Copy the records below line for line, with no changes.
— START OF INFORMATION PROVIDED —
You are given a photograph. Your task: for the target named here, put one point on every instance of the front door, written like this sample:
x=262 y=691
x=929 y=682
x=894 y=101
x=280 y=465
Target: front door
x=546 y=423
— END OF INFORMATION PROVIDED —
RESULT FOR THIS EXERCISE
You are given a photograph. Your task: for the target named here, put one point on every instance of the front door, written like this sample:
x=262 y=691
x=929 y=682
x=894 y=101
x=280 y=465
Target: front door
x=546 y=423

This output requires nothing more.